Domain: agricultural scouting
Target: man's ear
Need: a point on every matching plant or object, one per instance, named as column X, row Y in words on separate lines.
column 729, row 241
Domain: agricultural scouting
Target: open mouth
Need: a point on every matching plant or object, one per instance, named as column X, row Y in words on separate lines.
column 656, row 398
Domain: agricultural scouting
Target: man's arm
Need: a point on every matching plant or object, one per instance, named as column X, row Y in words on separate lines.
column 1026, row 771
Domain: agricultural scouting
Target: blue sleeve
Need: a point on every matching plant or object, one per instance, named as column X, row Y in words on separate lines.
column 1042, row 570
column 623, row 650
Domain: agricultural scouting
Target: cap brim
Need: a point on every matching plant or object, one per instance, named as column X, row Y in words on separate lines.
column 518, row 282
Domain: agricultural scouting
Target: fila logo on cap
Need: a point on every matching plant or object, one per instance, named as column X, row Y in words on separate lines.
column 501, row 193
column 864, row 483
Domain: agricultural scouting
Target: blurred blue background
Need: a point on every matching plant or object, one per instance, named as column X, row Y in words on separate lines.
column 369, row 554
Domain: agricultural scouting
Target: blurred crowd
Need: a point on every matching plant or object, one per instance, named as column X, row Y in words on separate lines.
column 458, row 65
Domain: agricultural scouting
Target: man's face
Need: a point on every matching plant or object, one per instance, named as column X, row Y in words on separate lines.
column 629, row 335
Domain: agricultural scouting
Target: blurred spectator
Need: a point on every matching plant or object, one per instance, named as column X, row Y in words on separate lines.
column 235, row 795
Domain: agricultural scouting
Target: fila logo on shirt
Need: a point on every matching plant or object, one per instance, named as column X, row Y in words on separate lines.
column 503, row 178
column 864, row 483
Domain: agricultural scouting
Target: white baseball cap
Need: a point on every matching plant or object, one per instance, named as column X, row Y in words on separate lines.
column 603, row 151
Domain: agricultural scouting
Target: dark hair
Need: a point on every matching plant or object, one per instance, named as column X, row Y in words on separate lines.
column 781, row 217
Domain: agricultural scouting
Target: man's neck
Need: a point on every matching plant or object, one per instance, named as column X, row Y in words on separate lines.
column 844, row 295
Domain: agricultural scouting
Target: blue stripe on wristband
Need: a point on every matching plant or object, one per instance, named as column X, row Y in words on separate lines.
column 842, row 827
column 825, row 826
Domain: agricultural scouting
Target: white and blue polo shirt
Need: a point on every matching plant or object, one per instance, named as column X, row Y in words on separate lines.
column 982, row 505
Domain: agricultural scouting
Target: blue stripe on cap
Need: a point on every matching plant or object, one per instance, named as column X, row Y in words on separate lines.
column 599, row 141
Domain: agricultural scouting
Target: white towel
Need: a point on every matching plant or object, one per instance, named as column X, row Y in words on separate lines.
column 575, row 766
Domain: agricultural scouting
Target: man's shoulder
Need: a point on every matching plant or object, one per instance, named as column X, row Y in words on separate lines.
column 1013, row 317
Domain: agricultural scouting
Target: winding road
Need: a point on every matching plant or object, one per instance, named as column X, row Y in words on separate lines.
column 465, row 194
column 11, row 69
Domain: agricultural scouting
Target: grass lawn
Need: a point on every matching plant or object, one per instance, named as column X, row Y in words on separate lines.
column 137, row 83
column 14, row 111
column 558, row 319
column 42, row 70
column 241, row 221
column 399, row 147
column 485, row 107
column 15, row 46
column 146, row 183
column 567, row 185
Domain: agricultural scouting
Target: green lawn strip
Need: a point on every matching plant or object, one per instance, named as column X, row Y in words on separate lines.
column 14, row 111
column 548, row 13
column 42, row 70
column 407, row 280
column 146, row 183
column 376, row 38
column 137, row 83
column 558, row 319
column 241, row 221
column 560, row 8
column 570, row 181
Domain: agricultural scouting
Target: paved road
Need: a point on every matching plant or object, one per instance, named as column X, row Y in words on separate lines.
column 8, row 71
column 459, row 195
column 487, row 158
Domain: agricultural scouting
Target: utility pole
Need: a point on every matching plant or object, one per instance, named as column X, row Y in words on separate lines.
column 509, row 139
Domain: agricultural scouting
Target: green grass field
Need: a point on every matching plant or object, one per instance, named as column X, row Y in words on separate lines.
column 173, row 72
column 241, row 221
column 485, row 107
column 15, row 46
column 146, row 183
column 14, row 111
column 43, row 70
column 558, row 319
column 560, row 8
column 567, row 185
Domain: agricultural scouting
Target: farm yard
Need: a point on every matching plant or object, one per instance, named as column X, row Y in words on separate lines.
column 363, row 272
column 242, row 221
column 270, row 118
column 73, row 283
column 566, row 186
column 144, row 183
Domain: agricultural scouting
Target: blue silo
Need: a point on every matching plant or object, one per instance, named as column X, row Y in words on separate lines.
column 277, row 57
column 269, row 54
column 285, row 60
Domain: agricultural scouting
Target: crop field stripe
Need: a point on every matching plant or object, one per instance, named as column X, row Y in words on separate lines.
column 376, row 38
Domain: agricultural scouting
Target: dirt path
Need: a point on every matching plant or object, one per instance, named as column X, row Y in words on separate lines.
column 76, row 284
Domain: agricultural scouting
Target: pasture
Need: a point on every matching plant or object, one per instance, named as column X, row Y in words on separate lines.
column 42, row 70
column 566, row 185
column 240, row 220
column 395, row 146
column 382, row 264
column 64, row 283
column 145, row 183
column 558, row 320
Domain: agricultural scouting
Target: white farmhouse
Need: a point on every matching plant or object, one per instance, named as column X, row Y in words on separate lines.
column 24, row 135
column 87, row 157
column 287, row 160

□ □ □ □ □ □ □

THE PROBLEM:
Using the data above, repeat every line exactly.

ANSWER TO THE PROBLEM:
Domain: agricultural scouting
Target: man's ear
Need: a point on every matching plant or object, one per instance, named as column X, row Y in words on separate lines.
column 729, row 241
Domain: agricultural scouting
Target: open mouth
Need: a point on every matching plant or object, one per instance, named as column X, row Y in words on separate lines.
column 656, row 398
Domain: agricultural scouting
Target: man's arm
Need: a point on every matching plant or object, one per instance, named as column X, row Y in words on separate lines.
column 1026, row 771
Domain: agricultural scouting
Target: blue sleeve
Need: a point on every matching plant or object, one per instance, named as column X, row Y in words on separate lines.
column 1042, row 570
column 623, row 650
Domain: agricultural scouting
Target: cap brim
Need: a point on every matching plant or object, one per instance, named as column X, row Y in words on separate lines.
column 518, row 282
Domain: agricultural scouting
Target: fila logo on cap
Need: a point on every matching plant or object, one per instance, named as column X, row Y in words on separate lines.
column 501, row 193
column 864, row 483
Domain: agricultural scouting
Target: blurred blue background
Need: a point on every matching plant or object, one per instance, named as column X, row Y in words on separate lines.
column 369, row 554
Domain: agricultural scouting
Target: blurred crowd
Need: a point on every matching plant or object, one per instance, named as column X, row Y in words on separate lines.
column 458, row 65
Domain: agricultural scouting
Target: man's face
Need: a point on every matching plant or object, one per instance, named as column X, row Y in words on separate lines.
column 629, row 335
Domain: agricultural scouting
Target: blurred spectator
Need: a point on every matching plant or object, one per instance, named as column X, row Y in words on separate lines.
column 235, row 795
Domain: agricultural scouting
Target: fila logo on shirt
Need: a point on every matching plant or object, one per instance, named as column X, row Y in words on separate lines.
column 503, row 178
column 864, row 483
Domain: agricultural scouting
Target: white baseball cap
Need: a point on every matching plant or object, one per instance, named as column X, row Y in words on separate lines.
column 603, row 151
Domain: agricultural scouting
Target: dark hair
Need: a point on every matching plant or object, one per instance, named as column X, row Y in words on separate lines.
column 781, row 217
Domain: agricultural scouting
Target: man's neck
Need: a point on every matching plant or object, one per instance, named as column X, row Y in words on separate lines.
column 844, row 295
Domain: agricultural scouting
Target: blue stripe on wristband
Need: a point on every matching plant or object, one per instance, named as column X, row Y in words on separate lines.
column 842, row 827
column 825, row 826
Domain: agricultural scouting
Target: white and blue polo shirt
Need: a point on every matching plant or object, one per instance, named as column X, row Y in words on separate lines.
column 982, row 505
Domain: agricultural scouting
Target: blue stripe on cap
Need: a point on every matching plant or object, one per instance, named as column X, row Y in words on separate lines.
column 599, row 141
Domain: agricultural scouting
Target: white towel
Need: a point on every matching plant or object, one per instance, named as column X, row Y in words on separate lines.
column 575, row 766
Domain: agricultural scouting
Target: man's shoulder
Need: a point on every matching plant or object, one per instance, named as column X, row Y in words on separate lines.
column 1013, row 317
Domain: agricultural scouting
Target: winding road
Need: a point on every matching plant or object, one per instance, named as column X, row Y in words on separate lines.
column 465, row 194
column 11, row 69
Domain: agricultural scouting
Target: grass lawn
Need: a point on every matching plant or object, one per instance, named as column X, row Y in words on separate lines.
column 137, row 83
column 14, row 111
column 558, row 319
column 42, row 70
column 241, row 221
column 399, row 147
column 485, row 107
column 15, row 46
column 146, row 183
column 567, row 185
Domain: agricultural scouting
Target: green lawn strip
Need: a point on every matching plant or object, one per instance, named as column X, row Y in words on separate lines.
column 14, row 111
column 548, row 13
column 42, row 70
column 407, row 280
column 146, row 183
column 376, row 38
column 137, row 83
column 558, row 319
column 241, row 221
column 560, row 8
column 570, row 181
Domain: agricultural scouting
Target: paved road
Need: a point on every matching plant or object, one per instance, named as column X, row Y in words on separate lines.
column 8, row 71
column 459, row 195
column 487, row 158
Domain: agricultural scouting
Target: utility pole
Need: a point on every matching plant or object, one per instance, named as column X, row Y in words on separate lines.
column 509, row 139
Domain: agricultural scouting
Target: green grass field
Need: a point on every matching plant or object, one per instance, named as column X, row Y in words on separate lines.
column 173, row 72
column 241, row 221
column 485, row 107
column 15, row 46
column 146, row 183
column 14, row 111
column 43, row 70
column 558, row 319
column 560, row 8
column 567, row 185
Domain: agricultural scouting
Target: farm yard
Need: a point on every matching plant or object, one per instance, named as column X, row Y in words on separate lines.
column 363, row 272
column 242, row 221
column 270, row 118
column 73, row 283
column 566, row 186
column 144, row 183
Domain: agricultural scouting
Target: blue silo
Need: a point on every matching plant or object, one per instance, named as column X, row Y in words on separate lines.
column 277, row 57
column 269, row 54
column 285, row 60
Domain: agricultural scouting
Target: crop field stripe
Need: a point on every matching plant or object, one per instance, named as column X, row Y in words on separate lines.
column 376, row 38
Domain: agricultural scouting
Target: dirt path
Need: a point on every matching plant or object, one per instance, named as column X, row Y in words on separate lines.
column 76, row 284
Domain: agricultural scouting
Target: pasture
Need: a point on every matching plant or object, one per instance, named as column X, row Y in words on separate lines.
column 42, row 70
column 566, row 185
column 240, row 220
column 395, row 146
column 382, row 264
column 64, row 283
column 145, row 183
column 558, row 320
Domain: agricultural scouting
Target: white farmhouse
Need: a point on every matching plant or object, one per instance, named as column X, row Y in words on separate lines.
column 24, row 135
column 87, row 157
column 287, row 160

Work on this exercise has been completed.